Task 1 —
In the confession list, what age does the 8.4.08 entry say everyone called a big deal?
Task 2 —
Please copy out the confession list word for word, starting with "5.21.08-- I think" and going on through "me to change.".

Document segment —
Confession Of The Day!
4.16.09-- I don't think youre going to let things be the same after last night...
4.15.09-- I have never been one to stay friends with ex's. I kinda don't understand the concept. And it can hinder the possibility of new relationships forming...
4.11.09--Being blown off sucks.
8.6.08-- Sometimes, when I'm home alone, I cook naked.
8.4.08-- Everyone has always told me that being 18 is a big deal, but I'm not seeing it as such. I still feel... young. I don't feel like an adult yet. But I know thats all about to change....
5.23.08-- Sometimes, I feel like I'm just a ticking time bomb.
5.22.08-- I'm not the jealous type, but trust me, i know when to worry.
5.21.08-- I think I need to start going back to church. Believing in something greater than me helps me explain why the world sucks. It just makes me feel better. i wish I had your support.
5.20.08-- My biggest fear about leaving is changing. You talk about all the changes you think you will see, but the way I look at it is you shouldnt want me to change.

Dataset records —
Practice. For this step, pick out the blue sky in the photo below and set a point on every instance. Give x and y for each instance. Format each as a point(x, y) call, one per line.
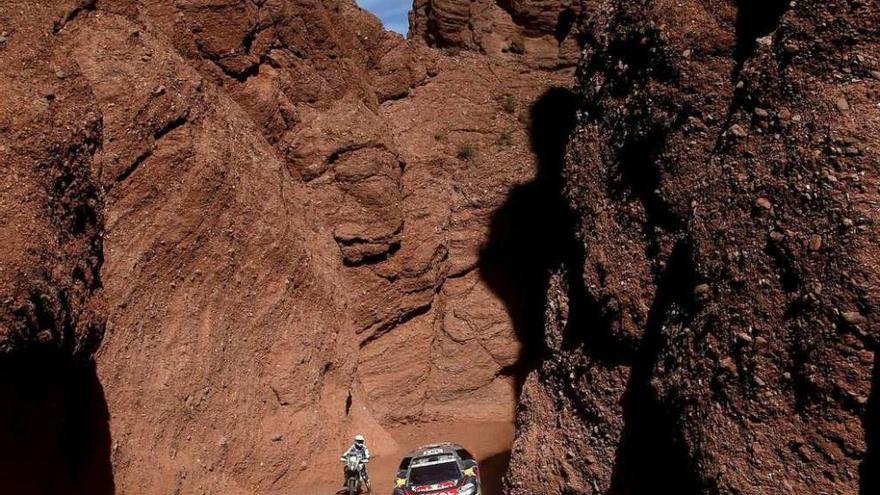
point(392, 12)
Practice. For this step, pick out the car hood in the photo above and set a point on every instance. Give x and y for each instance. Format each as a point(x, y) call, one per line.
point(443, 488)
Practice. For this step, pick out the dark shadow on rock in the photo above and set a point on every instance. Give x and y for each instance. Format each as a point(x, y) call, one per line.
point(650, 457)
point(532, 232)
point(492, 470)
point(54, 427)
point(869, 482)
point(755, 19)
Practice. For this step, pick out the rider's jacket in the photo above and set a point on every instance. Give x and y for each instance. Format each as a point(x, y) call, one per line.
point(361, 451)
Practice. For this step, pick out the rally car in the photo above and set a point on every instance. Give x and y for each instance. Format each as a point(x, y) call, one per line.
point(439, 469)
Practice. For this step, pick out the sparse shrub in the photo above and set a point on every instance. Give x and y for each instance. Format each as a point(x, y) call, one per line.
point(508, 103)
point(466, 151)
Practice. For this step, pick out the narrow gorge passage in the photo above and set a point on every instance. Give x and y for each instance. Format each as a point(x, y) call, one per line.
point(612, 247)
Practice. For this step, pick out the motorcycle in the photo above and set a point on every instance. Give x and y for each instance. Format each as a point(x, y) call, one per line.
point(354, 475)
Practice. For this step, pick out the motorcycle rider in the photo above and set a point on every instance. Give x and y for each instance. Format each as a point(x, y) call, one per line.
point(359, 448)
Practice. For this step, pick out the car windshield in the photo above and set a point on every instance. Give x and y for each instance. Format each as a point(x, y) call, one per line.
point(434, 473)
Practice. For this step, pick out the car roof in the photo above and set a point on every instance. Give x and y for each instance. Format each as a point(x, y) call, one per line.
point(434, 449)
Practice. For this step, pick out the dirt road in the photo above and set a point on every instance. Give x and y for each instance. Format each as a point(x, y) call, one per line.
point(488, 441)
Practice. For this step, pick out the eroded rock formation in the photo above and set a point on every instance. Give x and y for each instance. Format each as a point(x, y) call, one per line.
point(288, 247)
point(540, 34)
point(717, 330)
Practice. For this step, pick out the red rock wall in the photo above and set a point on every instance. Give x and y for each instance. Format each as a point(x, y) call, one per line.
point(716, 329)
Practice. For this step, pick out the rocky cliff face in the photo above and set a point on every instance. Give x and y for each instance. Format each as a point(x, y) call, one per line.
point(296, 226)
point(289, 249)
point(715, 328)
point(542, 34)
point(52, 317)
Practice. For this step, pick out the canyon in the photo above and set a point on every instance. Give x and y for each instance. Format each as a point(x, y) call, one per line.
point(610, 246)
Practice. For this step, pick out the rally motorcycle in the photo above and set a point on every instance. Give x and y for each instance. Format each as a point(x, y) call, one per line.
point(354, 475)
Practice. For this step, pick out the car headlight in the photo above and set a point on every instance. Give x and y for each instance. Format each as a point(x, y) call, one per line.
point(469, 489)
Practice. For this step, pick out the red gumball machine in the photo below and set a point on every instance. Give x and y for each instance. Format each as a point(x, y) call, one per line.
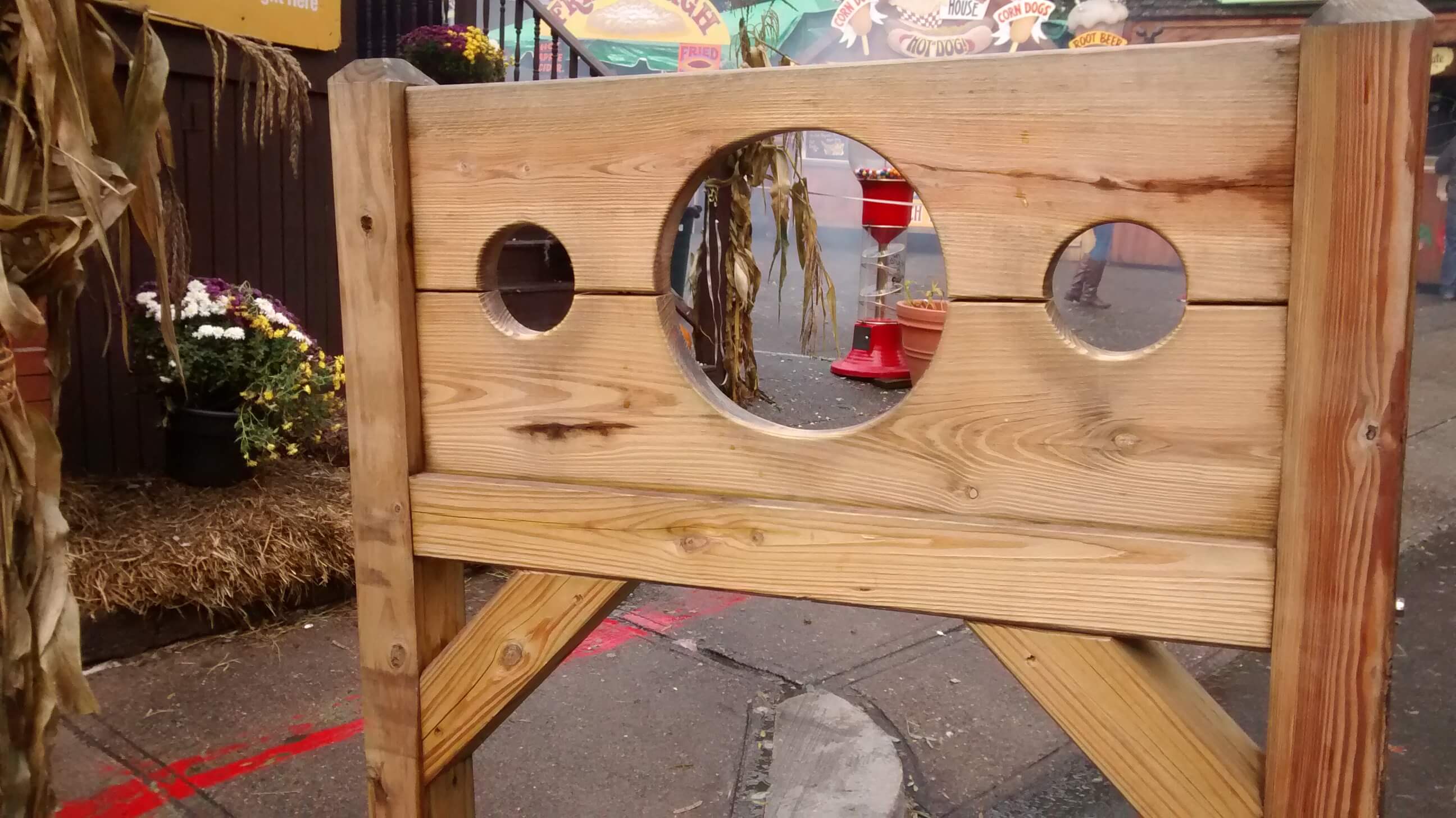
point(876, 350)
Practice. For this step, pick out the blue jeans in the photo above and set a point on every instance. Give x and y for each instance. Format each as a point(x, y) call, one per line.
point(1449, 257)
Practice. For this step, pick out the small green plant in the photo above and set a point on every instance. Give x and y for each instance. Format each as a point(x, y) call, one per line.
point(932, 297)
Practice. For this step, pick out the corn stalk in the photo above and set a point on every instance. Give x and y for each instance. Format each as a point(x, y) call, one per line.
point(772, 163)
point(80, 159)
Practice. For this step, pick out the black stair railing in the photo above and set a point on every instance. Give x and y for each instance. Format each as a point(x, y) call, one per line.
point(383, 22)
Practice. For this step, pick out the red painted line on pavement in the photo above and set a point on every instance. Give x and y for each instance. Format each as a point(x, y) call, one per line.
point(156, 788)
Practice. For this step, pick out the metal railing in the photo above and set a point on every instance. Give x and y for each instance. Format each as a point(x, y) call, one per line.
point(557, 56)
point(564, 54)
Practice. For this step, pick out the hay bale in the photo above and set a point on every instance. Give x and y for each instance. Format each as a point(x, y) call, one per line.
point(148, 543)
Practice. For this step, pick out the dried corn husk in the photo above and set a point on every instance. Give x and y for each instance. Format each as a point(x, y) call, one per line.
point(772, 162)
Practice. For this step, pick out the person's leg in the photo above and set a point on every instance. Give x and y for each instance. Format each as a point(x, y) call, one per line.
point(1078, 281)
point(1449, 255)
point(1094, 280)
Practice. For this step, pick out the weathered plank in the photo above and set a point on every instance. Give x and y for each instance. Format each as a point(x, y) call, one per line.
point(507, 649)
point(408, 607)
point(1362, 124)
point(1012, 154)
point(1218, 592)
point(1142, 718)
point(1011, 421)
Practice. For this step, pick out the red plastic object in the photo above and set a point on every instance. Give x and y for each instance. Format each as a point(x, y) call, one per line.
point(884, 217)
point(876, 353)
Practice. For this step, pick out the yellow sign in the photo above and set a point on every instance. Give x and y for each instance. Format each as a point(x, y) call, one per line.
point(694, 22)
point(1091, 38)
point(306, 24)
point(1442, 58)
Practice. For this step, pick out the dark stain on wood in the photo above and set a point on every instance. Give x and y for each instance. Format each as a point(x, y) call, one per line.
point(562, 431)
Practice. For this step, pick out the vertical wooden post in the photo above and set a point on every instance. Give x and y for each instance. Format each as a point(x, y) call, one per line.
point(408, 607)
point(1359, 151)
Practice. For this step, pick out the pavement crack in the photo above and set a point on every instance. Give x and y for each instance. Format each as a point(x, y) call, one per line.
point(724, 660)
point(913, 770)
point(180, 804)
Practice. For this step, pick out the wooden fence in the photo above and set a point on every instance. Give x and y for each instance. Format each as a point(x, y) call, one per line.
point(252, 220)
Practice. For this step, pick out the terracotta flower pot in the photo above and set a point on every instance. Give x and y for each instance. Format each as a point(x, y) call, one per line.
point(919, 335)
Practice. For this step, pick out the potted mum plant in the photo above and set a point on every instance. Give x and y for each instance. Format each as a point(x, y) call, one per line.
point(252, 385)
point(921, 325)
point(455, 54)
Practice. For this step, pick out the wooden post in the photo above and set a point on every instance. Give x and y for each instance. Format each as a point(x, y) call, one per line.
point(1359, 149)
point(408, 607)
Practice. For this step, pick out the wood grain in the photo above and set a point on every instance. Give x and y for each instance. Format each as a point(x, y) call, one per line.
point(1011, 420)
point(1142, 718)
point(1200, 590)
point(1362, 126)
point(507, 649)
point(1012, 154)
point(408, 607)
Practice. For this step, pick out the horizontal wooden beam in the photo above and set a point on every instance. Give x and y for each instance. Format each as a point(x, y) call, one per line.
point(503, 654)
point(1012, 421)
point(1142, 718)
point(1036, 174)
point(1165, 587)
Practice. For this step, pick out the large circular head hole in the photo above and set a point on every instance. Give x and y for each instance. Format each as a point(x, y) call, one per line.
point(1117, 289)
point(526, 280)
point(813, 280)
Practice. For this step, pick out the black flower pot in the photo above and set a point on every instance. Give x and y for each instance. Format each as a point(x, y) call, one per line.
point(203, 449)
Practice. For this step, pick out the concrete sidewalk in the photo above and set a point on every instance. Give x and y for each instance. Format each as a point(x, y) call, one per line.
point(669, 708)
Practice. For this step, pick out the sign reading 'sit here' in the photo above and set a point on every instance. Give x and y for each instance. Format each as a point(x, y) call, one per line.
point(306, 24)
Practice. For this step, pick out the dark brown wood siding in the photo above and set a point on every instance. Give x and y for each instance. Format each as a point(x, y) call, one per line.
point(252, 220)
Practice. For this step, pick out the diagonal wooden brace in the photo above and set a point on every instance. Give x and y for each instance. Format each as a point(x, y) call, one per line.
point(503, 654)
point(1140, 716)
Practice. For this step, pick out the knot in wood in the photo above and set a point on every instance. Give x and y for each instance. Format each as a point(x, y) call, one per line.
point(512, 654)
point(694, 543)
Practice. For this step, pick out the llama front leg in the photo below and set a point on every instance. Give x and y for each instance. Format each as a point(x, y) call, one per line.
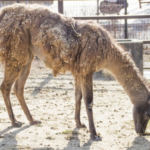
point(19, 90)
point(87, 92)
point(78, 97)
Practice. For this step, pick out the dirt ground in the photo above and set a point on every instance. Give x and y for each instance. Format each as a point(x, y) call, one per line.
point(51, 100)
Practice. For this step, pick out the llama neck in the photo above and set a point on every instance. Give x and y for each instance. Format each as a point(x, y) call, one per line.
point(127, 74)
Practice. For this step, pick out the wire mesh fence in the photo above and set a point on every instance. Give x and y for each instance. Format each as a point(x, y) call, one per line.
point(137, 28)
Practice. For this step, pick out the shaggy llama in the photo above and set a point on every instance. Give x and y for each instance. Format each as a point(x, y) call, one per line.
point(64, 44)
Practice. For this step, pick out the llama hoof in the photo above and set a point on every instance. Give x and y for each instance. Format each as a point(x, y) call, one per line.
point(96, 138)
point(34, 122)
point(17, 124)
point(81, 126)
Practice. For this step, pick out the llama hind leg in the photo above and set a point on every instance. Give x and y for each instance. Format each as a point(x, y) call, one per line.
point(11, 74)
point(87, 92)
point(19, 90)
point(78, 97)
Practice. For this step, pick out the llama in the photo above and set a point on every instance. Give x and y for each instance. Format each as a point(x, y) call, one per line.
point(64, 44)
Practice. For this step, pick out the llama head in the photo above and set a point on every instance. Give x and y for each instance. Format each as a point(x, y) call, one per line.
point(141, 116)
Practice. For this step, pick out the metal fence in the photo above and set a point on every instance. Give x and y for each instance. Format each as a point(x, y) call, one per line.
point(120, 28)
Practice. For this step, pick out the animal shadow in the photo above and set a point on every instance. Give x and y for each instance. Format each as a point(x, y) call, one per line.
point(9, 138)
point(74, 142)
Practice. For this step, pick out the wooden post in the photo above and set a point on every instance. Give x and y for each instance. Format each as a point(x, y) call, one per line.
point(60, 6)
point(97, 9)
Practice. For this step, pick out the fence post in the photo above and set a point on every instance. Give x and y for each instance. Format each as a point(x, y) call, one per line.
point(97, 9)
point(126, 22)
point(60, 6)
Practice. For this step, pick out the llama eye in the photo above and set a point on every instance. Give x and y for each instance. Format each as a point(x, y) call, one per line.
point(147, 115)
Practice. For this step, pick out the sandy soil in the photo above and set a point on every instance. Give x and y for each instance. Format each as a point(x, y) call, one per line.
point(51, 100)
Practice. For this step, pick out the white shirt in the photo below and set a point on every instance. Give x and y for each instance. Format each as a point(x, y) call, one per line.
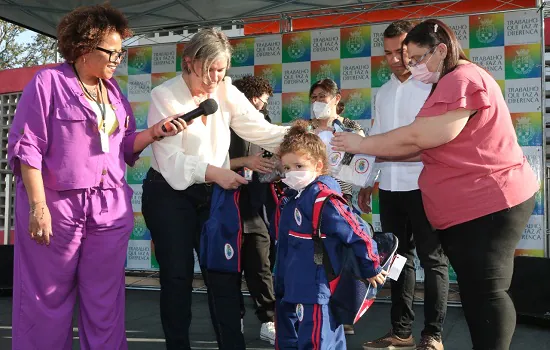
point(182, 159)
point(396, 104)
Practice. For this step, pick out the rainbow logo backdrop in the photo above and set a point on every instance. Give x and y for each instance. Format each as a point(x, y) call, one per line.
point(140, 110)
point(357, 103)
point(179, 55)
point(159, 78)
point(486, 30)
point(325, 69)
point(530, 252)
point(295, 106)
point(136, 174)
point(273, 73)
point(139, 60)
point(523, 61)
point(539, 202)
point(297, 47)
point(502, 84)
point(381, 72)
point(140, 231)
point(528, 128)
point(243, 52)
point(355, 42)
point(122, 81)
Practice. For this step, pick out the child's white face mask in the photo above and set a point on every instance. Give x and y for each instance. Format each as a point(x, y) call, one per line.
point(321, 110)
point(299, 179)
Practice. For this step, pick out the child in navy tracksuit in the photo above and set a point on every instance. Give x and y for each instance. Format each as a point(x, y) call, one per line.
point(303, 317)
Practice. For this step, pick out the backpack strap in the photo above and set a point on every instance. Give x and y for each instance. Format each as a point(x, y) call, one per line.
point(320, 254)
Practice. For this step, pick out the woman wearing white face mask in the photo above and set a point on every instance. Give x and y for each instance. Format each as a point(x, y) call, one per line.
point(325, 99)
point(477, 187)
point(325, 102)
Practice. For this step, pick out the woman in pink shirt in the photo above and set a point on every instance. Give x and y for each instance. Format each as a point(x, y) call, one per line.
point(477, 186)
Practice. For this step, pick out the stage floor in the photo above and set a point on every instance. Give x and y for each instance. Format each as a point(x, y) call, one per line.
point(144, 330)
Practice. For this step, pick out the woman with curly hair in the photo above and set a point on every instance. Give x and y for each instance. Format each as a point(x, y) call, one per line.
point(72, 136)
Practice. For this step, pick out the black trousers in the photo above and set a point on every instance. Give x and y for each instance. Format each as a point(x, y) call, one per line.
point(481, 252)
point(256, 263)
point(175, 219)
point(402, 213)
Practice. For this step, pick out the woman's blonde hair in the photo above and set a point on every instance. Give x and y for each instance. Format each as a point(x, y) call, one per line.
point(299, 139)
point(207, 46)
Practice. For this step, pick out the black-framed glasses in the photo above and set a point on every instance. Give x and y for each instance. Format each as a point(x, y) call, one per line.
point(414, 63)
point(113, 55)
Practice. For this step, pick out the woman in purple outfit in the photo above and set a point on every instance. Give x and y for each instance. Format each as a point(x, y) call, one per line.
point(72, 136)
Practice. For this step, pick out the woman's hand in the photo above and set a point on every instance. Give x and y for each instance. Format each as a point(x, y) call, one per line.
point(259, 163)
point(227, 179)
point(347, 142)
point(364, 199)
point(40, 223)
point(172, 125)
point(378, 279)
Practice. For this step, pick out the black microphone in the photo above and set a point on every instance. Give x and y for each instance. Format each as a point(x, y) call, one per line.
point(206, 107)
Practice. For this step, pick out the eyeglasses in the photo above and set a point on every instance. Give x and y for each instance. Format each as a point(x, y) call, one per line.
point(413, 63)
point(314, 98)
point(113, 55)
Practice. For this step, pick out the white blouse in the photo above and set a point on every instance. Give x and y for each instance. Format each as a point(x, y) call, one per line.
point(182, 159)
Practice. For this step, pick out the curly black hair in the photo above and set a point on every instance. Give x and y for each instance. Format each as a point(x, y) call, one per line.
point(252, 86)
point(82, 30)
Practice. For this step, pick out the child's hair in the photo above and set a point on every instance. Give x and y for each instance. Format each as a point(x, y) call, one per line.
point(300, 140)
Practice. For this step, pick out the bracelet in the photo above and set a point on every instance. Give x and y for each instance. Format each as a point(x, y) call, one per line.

Correct result 1 —
18

Correct result 2 —
5.21.08-- I think I need to start going back to church. Believing in something greater than me helps me explain why the world sucks. It just makes me feel better. i wish I had your support.
5.20.08-- My biggest fear about leaving is changing. You talk about all the changes you think you will see, but the way I look at it is you shouldnt want me to change.